**What this task involves**
For the entries below, report the number of lines where the string "background" appears, and only that number.

(Collected data)

[Start of section]

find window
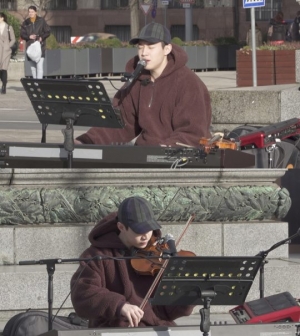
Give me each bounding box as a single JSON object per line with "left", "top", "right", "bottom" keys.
{"left": 105, "top": 25, "right": 131, "bottom": 42}
{"left": 50, "top": 26, "right": 72, "bottom": 43}
{"left": 168, "top": 0, "right": 204, "bottom": 9}
{"left": 101, "top": 0, "right": 129, "bottom": 9}
{"left": 0, "top": 0, "right": 16, "bottom": 10}
{"left": 246, "top": 0, "right": 282, "bottom": 21}
{"left": 170, "top": 25, "right": 199, "bottom": 41}
{"left": 47, "top": 0, "right": 77, "bottom": 10}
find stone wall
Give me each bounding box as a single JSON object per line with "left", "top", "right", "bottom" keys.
{"left": 0, "top": 168, "right": 297, "bottom": 318}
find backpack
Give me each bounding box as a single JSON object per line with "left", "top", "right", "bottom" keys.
{"left": 225, "top": 124, "right": 300, "bottom": 168}
{"left": 3, "top": 310, "right": 88, "bottom": 336}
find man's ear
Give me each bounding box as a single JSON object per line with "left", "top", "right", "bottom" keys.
{"left": 164, "top": 43, "right": 172, "bottom": 56}
{"left": 117, "top": 222, "right": 126, "bottom": 232}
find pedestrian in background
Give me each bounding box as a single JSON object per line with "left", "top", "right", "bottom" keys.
{"left": 291, "top": 11, "right": 300, "bottom": 41}
{"left": 246, "top": 23, "right": 263, "bottom": 48}
{"left": 268, "top": 11, "right": 287, "bottom": 45}
{"left": 21, "top": 5, "right": 50, "bottom": 79}
{"left": 0, "top": 12, "right": 16, "bottom": 94}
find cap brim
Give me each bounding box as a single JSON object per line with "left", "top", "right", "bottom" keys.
{"left": 129, "top": 37, "right": 165, "bottom": 45}
{"left": 131, "top": 220, "right": 161, "bottom": 234}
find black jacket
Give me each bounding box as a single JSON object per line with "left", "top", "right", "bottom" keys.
{"left": 21, "top": 16, "right": 50, "bottom": 58}
{"left": 269, "top": 18, "right": 287, "bottom": 42}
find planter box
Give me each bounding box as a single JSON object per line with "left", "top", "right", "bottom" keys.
{"left": 24, "top": 45, "right": 240, "bottom": 78}
{"left": 99, "top": 48, "right": 137, "bottom": 74}
{"left": 57, "top": 49, "right": 75, "bottom": 76}
{"left": 89, "top": 48, "right": 102, "bottom": 74}
{"left": 183, "top": 46, "right": 198, "bottom": 70}
{"left": 111, "top": 48, "right": 137, "bottom": 73}
{"left": 206, "top": 46, "right": 218, "bottom": 69}
{"left": 74, "top": 49, "right": 89, "bottom": 76}
{"left": 274, "top": 50, "right": 296, "bottom": 85}
{"left": 236, "top": 50, "right": 275, "bottom": 87}
{"left": 217, "top": 45, "right": 239, "bottom": 69}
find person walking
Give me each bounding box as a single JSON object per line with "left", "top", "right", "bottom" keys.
{"left": 246, "top": 23, "right": 263, "bottom": 48}
{"left": 291, "top": 11, "right": 300, "bottom": 42}
{"left": 268, "top": 11, "right": 287, "bottom": 45}
{"left": 20, "top": 5, "right": 50, "bottom": 79}
{"left": 0, "top": 12, "right": 16, "bottom": 94}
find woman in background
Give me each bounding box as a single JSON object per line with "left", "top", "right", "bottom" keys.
{"left": 21, "top": 5, "right": 50, "bottom": 79}
{"left": 0, "top": 12, "right": 16, "bottom": 94}
{"left": 246, "top": 23, "right": 263, "bottom": 48}
{"left": 268, "top": 11, "right": 287, "bottom": 45}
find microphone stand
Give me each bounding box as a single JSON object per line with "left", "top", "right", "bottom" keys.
{"left": 19, "top": 254, "right": 173, "bottom": 331}
{"left": 256, "top": 228, "right": 300, "bottom": 298}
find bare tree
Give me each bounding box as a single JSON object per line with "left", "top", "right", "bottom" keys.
{"left": 129, "top": 0, "right": 139, "bottom": 39}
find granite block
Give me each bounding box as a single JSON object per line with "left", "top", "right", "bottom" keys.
{"left": 280, "top": 87, "right": 300, "bottom": 121}
{"left": 15, "top": 225, "right": 94, "bottom": 262}
{"left": 0, "top": 227, "right": 14, "bottom": 265}
{"left": 296, "top": 50, "right": 300, "bottom": 83}
{"left": 0, "top": 264, "right": 77, "bottom": 310}
{"left": 224, "top": 221, "right": 288, "bottom": 258}
{"left": 164, "top": 222, "right": 222, "bottom": 256}
{"left": 210, "top": 90, "right": 281, "bottom": 125}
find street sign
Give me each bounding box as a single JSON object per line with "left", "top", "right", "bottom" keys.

[End of section]

**Response box**
2